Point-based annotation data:
* * * * * * * * *
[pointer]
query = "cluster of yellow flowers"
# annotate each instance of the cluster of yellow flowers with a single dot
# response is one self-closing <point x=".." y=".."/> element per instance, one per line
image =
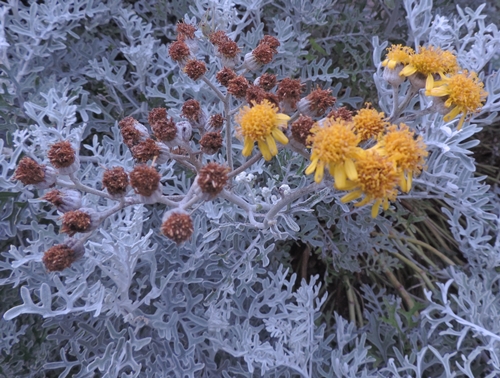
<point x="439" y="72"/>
* * * * * * * * *
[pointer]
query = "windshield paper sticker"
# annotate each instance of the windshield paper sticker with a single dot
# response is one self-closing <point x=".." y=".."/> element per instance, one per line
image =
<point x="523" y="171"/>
* * * * * * * * *
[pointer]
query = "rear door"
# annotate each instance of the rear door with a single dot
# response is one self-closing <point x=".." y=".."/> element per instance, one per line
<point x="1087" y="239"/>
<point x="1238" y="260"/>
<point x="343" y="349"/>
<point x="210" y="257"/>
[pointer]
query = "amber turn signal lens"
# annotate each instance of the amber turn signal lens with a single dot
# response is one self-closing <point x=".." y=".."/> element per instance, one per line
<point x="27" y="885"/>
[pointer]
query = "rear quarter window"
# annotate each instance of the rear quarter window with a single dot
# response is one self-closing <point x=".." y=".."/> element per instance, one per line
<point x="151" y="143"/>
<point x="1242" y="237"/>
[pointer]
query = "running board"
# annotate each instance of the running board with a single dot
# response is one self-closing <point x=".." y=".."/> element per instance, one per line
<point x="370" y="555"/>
* * * * * * * * *
Gather every line of the entries above that contains the word "flowers". Treat the match as case-sensitive.

query = "cluster of yellow flowers"
# annotate each instance of the cluster of yellow flowers with a single dot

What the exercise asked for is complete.